-- start of Exercise material --

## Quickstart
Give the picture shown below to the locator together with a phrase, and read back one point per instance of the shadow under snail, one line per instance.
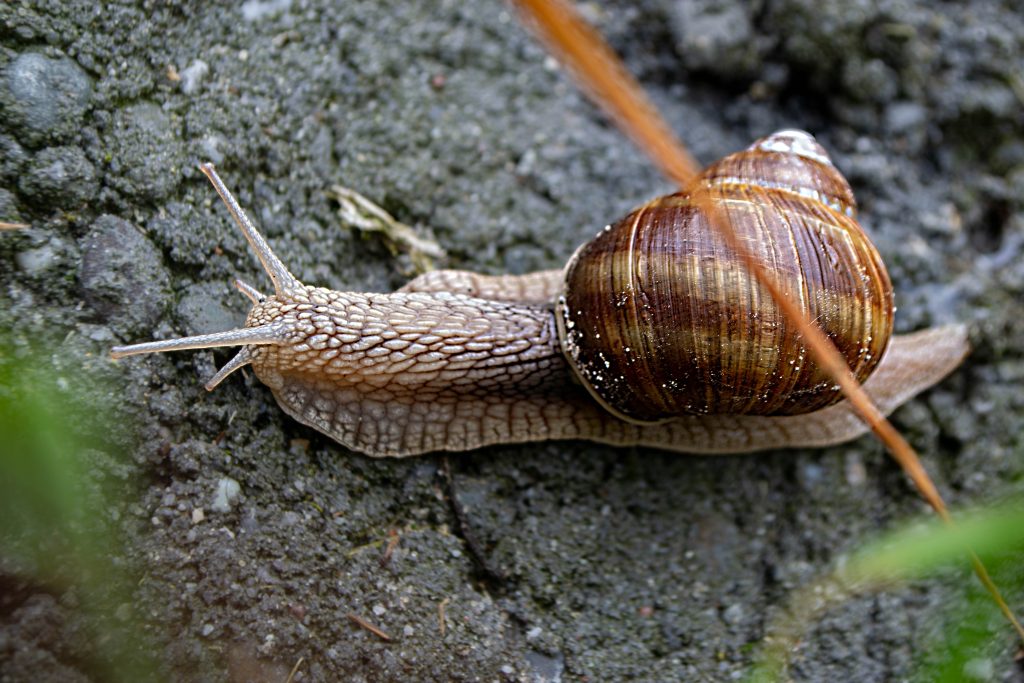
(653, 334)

-- end of Exercise material --
-- start of Exercise material --

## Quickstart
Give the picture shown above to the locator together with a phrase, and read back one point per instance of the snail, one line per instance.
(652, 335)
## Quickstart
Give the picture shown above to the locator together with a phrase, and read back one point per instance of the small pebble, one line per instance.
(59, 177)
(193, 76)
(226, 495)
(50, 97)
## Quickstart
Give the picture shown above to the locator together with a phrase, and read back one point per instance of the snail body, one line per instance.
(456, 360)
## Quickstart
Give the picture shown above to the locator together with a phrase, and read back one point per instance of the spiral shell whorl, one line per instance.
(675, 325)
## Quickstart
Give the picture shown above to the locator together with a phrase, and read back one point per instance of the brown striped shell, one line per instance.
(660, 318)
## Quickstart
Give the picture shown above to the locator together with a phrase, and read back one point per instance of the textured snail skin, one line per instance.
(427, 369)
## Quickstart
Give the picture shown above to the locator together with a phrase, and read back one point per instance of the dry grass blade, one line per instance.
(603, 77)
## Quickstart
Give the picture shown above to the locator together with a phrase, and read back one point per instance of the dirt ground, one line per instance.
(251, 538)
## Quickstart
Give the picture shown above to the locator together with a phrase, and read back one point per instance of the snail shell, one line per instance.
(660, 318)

-- end of Exercise material --
-- start of Exercise material --

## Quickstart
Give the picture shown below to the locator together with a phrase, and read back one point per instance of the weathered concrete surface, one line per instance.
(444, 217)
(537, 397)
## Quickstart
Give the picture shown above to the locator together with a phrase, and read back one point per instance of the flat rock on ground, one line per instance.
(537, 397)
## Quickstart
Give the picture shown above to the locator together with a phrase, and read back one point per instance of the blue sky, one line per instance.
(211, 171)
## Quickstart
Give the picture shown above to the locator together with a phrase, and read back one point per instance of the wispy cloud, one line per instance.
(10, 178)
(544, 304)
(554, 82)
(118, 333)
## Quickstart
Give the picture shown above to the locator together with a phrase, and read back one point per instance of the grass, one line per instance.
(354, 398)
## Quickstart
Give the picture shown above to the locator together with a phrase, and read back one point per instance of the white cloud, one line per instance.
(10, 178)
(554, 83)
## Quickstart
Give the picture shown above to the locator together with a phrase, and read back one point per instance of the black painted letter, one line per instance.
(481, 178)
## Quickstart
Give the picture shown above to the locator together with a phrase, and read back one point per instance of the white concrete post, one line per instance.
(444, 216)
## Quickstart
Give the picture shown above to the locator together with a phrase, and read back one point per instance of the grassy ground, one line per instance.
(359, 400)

-- end of Exercise material --

→ What is being asked: State how many lines of the material contain the word "below", treating case as significant, and give only that number.

→ Worked answer: 2